Saved entries:
════════════════
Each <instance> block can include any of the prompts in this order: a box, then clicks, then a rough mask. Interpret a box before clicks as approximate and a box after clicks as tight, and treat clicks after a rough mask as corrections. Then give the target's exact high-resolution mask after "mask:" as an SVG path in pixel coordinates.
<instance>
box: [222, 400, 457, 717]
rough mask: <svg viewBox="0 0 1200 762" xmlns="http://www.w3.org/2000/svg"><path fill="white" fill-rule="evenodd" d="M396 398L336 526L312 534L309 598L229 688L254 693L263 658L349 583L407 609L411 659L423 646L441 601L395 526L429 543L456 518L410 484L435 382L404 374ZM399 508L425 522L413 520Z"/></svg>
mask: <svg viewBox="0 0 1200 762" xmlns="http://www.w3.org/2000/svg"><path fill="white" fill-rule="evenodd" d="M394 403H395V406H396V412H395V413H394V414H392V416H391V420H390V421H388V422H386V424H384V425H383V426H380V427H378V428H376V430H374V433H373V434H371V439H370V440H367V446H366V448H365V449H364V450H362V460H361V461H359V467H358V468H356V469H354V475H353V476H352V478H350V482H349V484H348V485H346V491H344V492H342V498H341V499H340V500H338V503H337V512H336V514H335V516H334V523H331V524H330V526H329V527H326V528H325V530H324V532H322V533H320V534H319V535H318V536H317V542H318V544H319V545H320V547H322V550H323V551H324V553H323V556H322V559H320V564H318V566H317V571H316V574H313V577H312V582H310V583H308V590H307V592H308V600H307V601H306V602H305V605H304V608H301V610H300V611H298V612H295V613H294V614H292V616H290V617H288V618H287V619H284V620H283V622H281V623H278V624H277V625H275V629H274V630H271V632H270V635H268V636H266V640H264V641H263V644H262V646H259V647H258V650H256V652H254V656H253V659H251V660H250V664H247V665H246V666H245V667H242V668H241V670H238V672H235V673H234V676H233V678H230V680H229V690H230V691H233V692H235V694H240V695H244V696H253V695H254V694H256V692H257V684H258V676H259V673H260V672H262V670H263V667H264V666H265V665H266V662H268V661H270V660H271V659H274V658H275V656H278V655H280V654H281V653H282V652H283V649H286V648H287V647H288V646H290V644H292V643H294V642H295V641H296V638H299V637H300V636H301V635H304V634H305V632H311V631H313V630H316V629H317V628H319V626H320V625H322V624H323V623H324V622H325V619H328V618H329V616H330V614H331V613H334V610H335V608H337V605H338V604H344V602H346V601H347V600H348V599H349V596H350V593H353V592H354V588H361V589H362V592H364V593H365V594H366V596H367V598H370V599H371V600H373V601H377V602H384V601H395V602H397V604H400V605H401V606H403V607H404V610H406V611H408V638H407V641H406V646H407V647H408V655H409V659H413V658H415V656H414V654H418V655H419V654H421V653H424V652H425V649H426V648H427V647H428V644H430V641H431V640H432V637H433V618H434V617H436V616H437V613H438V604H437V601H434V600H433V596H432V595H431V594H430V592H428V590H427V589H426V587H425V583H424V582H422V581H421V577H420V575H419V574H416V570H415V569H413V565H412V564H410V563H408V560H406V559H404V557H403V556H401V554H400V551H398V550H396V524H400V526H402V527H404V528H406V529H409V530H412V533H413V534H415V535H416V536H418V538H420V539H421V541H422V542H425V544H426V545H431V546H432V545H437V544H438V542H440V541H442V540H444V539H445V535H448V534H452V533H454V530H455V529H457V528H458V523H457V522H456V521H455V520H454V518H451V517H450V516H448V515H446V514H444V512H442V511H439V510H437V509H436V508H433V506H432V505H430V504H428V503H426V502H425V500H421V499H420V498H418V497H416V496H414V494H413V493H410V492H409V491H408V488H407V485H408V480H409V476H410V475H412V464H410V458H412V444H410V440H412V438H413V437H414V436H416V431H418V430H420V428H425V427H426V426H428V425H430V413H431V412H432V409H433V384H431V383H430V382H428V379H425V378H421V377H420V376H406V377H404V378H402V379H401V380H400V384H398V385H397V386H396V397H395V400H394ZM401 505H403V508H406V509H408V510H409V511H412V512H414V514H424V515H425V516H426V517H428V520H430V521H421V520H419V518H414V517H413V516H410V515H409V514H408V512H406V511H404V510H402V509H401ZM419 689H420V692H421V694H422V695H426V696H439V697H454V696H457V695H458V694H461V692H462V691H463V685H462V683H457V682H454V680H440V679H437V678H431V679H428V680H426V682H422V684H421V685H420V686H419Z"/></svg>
════════════════
Rename "rough mask" to "coarse mask" throughout the records and reproduce the lines with no other changes.

→ **ANSWER TO THE EXERCISE**
Each <instance> block can include any of the prompts in this order: a box, then clicks, then a coarse mask. Interpret a box before clicks as approximate and a box after clicks as tight, and treat clicks after a coarse mask as corrections. Then give the target's exact high-resolution mask after "mask:" as an SVG path in pixel coordinates.
<instance>
box: [222, 400, 457, 717]
coarse mask: <svg viewBox="0 0 1200 762" xmlns="http://www.w3.org/2000/svg"><path fill="white" fill-rule="evenodd" d="M396 398L336 526L312 534L309 598L229 688L254 693L263 658L349 583L407 609L411 659L423 646L441 601L395 526L429 543L456 518L410 484L435 382L404 374ZM399 508L425 522L413 520Z"/></svg>
mask: <svg viewBox="0 0 1200 762" xmlns="http://www.w3.org/2000/svg"><path fill="white" fill-rule="evenodd" d="M394 403H395V406H396V412H395V413H394V414H392V416H391V420H390V421H388V422H386V424H384V425H383V426H380V427H378V428H376V430H374V433H373V434H371V439H370V440H367V446H366V448H365V449H364V450H362V460H361V461H359V467H358V468H356V469H354V475H353V476H352V478H350V482H349V484H348V485H346V491H344V492H342V498H341V499H340V500H338V503H337V512H336V514H335V516H334V523H331V524H330V526H329V527H326V528H325V530H324V532H322V533H320V534H319V535H318V536H317V542H318V544H319V545H320V547H322V550H323V551H324V553H323V556H322V559H320V564H318V566H317V571H316V574H313V577H312V582H310V583H308V590H307V592H308V600H307V601H306V602H305V605H304V608H301V610H300V611H298V612H295V613H294V614H292V616H290V617H288V618H287V619H284V620H283V622H281V623H278V624H277V625H275V629H274V630H271V632H270V635H268V636H266V640H264V641H263V644H262V646H259V647H258V650H256V652H254V656H253V659H251V660H250V664H247V665H246V666H245V667H242V668H241V670H238V672H235V673H234V676H233V678H230V680H229V690H230V691H233V692H235V694H240V695H244V696H253V695H254V694H256V692H257V684H258V676H259V673H260V672H262V670H263V667H264V666H265V665H266V662H268V661H270V660H271V659H274V658H275V656H278V655H280V654H281V653H282V652H283V649H286V648H287V647H288V646H290V644H292V643H294V642H295V641H296V638H299V637H300V636H301V635H304V634H305V632H311V631H313V630H316V629H317V628H319V626H320V625H322V624H323V623H324V622H325V619H328V618H329V616H330V614H331V613H334V610H335V608H337V605H338V604H344V602H346V601H347V600H348V599H349V596H350V593H353V592H354V588H361V589H362V592H364V593H365V594H366V596H367V598H370V599H371V600H373V601H377V602H384V601H395V602H397V604H400V605H401V606H403V607H404V610H406V611H408V638H407V641H406V646H407V647H408V655H409V659H413V658H415V656H414V654H418V655H419V654H421V653H424V652H425V649H426V648H427V647H428V644H430V641H431V640H432V637H433V618H434V617H436V616H437V613H438V604H437V601H434V600H433V596H432V595H431V594H430V592H428V590H427V589H426V587H425V583H424V582H422V581H421V577H420V575H419V574H416V570H415V569H413V565H412V564H410V563H408V560H406V559H404V557H403V556H401V554H400V551H398V550H396V524H400V526H402V527H404V528H406V529H409V530H412V533H413V534H415V535H416V536H418V538H420V539H421V541H422V542H425V544H426V545H431V546H432V545H437V544H438V542H440V541H442V540H444V539H445V535H448V534H452V533H454V530H455V529H457V528H458V523H457V522H456V521H455V520H454V518H451V517H450V516H448V515H446V514H444V512H442V511H439V510H437V509H436V508H433V506H432V505H430V504H428V503H426V502H425V500H421V499H420V498H418V497H416V496H414V494H413V493H410V492H409V491H408V488H407V485H408V480H409V476H410V475H412V464H410V458H412V444H410V440H412V438H413V437H414V436H416V431H418V430H420V428H425V427H426V426H428V425H430V413H431V412H432V409H433V384H431V383H430V382H428V379H425V378H421V377H420V376H406V377H404V378H402V379H401V380H400V384H398V385H397V386H396V397H395V400H394ZM401 505H403V508H406V509H408V510H409V511H412V512H414V514H424V515H425V516H426V517H428V520H430V521H421V520H419V518H414V517H413V516H410V515H409V514H408V512H406V511H404V510H402V509H401ZM419 689H420V692H421V694H422V695H426V696H439V697H454V696H457V695H458V694H461V692H462V691H463V685H462V683H457V682H454V680H440V679H437V678H431V679H428V680H426V682H422V684H421V685H420V686H419Z"/></svg>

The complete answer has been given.